Work to complete: The response should contain all of the data below, reproduced exactly, and no pictures.
# # # # # # #
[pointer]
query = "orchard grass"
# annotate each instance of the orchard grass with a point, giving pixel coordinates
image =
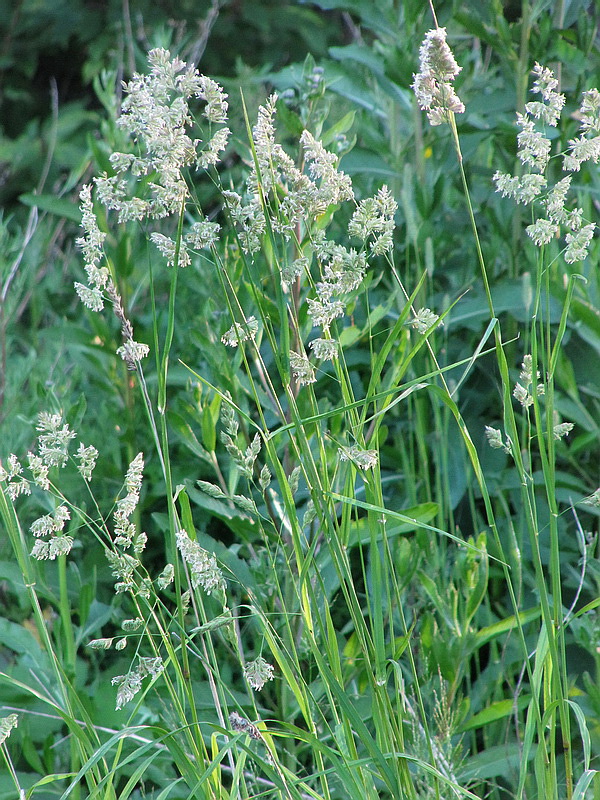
(301, 610)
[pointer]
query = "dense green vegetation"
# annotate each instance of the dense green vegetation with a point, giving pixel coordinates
(302, 500)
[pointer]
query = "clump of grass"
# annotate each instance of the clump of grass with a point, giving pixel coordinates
(291, 663)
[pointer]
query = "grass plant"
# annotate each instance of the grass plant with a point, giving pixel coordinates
(350, 590)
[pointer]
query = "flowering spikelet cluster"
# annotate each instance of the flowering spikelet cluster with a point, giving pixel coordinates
(53, 451)
(125, 531)
(423, 319)
(240, 332)
(304, 196)
(204, 570)
(258, 672)
(374, 219)
(51, 525)
(6, 726)
(129, 685)
(126, 535)
(534, 150)
(494, 437)
(101, 286)
(16, 483)
(363, 459)
(156, 114)
(433, 83)
(523, 392)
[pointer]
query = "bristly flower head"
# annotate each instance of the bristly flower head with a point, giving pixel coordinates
(203, 565)
(433, 83)
(258, 672)
(534, 152)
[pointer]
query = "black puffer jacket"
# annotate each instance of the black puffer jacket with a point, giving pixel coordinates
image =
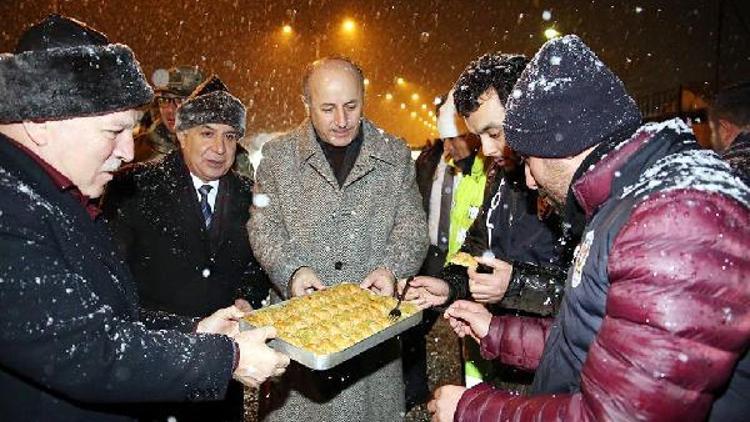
(509, 226)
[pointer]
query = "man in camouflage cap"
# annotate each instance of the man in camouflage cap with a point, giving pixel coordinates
(172, 87)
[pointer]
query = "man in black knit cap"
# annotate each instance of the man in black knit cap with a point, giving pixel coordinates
(648, 329)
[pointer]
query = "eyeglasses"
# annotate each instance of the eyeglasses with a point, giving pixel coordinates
(161, 100)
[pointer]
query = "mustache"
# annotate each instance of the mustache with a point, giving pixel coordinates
(111, 165)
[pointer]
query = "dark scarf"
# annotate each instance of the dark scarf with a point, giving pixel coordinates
(342, 159)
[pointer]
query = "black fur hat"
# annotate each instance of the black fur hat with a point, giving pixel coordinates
(211, 102)
(63, 69)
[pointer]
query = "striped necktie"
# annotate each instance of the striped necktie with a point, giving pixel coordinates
(205, 207)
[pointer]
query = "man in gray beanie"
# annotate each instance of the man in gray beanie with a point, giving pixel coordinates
(180, 226)
(74, 345)
(654, 320)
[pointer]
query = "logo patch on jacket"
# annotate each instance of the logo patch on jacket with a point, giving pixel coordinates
(582, 254)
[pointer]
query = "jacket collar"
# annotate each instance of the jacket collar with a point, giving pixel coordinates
(374, 149)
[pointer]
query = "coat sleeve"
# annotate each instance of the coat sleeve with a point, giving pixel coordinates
(516, 341)
(408, 240)
(278, 254)
(57, 332)
(673, 329)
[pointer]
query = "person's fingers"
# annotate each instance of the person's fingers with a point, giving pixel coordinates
(413, 293)
(466, 304)
(243, 305)
(464, 314)
(282, 360)
(432, 406)
(367, 282)
(490, 262)
(400, 284)
(421, 281)
(316, 283)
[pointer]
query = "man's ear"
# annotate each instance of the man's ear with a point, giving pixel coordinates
(180, 137)
(306, 104)
(37, 132)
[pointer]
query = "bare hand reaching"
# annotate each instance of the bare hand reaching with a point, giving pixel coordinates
(425, 292)
(381, 281)
(469, 318)
(224, 321)
(304, 282)
(490, 288)
(258, 362)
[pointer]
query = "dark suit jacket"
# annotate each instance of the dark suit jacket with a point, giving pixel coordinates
(73, 344)
(179, 265)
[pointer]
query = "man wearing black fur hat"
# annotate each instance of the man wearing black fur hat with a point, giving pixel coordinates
(180, 224)
(74, 345)
(654, 320)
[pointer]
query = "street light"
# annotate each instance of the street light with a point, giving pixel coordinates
(348, 25)
(550, 33)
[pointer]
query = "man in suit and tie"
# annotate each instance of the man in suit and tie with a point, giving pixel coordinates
(180, 223)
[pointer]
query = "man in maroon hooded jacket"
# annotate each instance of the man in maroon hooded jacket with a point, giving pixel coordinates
(655, 323)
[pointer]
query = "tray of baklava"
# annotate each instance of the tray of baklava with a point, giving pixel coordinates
(325, 328)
# # # # # # #
Written response:
[pointer]
query = "orchard grass"
# annotate each instance of the orchard grass with a point, giving pixel coordinates
image =
(301, 610)
[pointer]
query = "dense green vegetation"
# annotate each instance of the dense green vegetation with a point, giving pixel coordinates
(302, 500)
[pointer]
query = "clump of grass"
# annotate each instance of the clump of grass with a point, giving pixel coordinates
(291, 663)
[pointer]
query = "grass plant"
# annotate each instance of the grass plant with a point, giving pixel coordinates
(350, 590)
[pointer]
query = "flowering spikelet cluster"
# annotate each instance of the flowering spikelet cluster with a point, giving pixel coordinates
(53, 451)
(125, 531)
(423, 319)
(240, 332)
(304, 196)
(204, 570)
(258, 672)
(374, 219)
(51, 525)
(6, 726)
(129, 685)
(126, 535)
(534, 150)
(494, 437)
(101, 286)
(16, 483)
(363, 459)
(156, 114)
(433, 83)
(523, 392)
[pointer]
query = "bristly flower head"
# annotate each instance of the bristly flower head with a point, giving pixel coordinates
(203, 565)
(433, 83)
(258, 672)
(534, 152)
[pointer]
query = "black puffer jacket"
# annotate each instance of the black puffer jacket with a point, giving pixel coordinates
image =
(509, 226)
[pointer]
query = "man in camouflage cap"
# annotate each instance of the man in camouflage cap with a point, giving pixel coordinates
(172, 87)
[pointer]
query = "man in black knit cap"
# annotate each instance of the man in black knit cap with a point, giving pixel coordinates
(648, 329)
[pointer]
query = "eyeglasses"
# annotate each instance of the eyeglasses with a point, giving pixel coordinates
(161, 100)
[pointer]
query = "mustache"
# annotate each instance of the mustache with a point, giving pixel coordinates
(111, 165)
[pointer]
query = "dark scarf"
# annotate each instance of the dark scarf with a point, giving pixel coordinates
(342, 159)
[pointer]
query = "black fur hat"
# annotate each instance of the black fur hat with a point, giving pixel coordinates
(211, 102)
(63, 69)
[pointer]
query = "striped necktie"
# annotate each instance of the striped necktie with a point, giving pixel coordinates
(205, 207)
[pointer]
query = "man in gray beanie"
# annotate each instance of the man in gray beanie with a point, giving pixel coordinates
(180, 226)
(74, 345)
(654, 320)
[pointer]
query = "logo patch on jacket"
# annotate each instance of the logo patch on jacket with a point, giving pixel coordinates
(582, 254)
[pointer]
query = "jacket collar"
# annotate each instance of the jacket collar with a point, giving pixel coordinates
(374, 149)
[pointer]
query = "coat sleeve"
# annotate each instance of the coat sleeve with a point, giving pixel coordinates
(516, 341)
(408, 240)
(278, 254)
(57, 332)
(673, 329)
[pointer]
query = "person's fingers"
# annotate each instance of the person's fingers with a point, giving pixel coordinates
(413, 293)
(466, 304)
(243, 305)
(464, 314)
(282, 360)
(432, 406)
(367, 282)
(490, 262)
(400, 284)
(421, 281)
(316, 283)
[pointer]
query = "man's ear"
# annotate each instance of the man's ear with a point, giving pixel coordinates
(180, 137)
(306, 104)
(37, 132)
[pointer]
query = "bare hand reaching"
# annotate each instance of the bare hand reaching with a point, giving pixel coordinates
(425, 292)
(381, 281)
(469, 318)
(224, 321)
(304, 282)
(490, 288)
(258, 362)
[pointer]
query = "dark suit jacket"
# annotate each instance of the dark suit jacket with a point, giving pixel coordinates
(73, 344)
(179, 265)
[pointer]
query = "man wearing black fur hat"
# annotate each instance of the man wearing black fur hat with a point, giving pixel coordinates
(180, 224)
(74, 345)
(654, 320)
[pointer]
query = "street light"
# annotate each instance of the street light with a point, giving pixel coordinates
(348, 25)
(550, 33)
[pointer]
query = "man in suit and tie"
# annotate each instance of the man in suit and tie with a point, giving pixel coordinates
(180, 223)
[pointer]
query = "man in maroon hooded jacket"
# annotate each instance of the man in maroon hooded jacket with a point, giving pixel coordinates
(655, 323)
[pointer]
query = "tray of baklava"
# annotate each instance of the tray of baklava with a point, giving pixel coordinates
(325, 328)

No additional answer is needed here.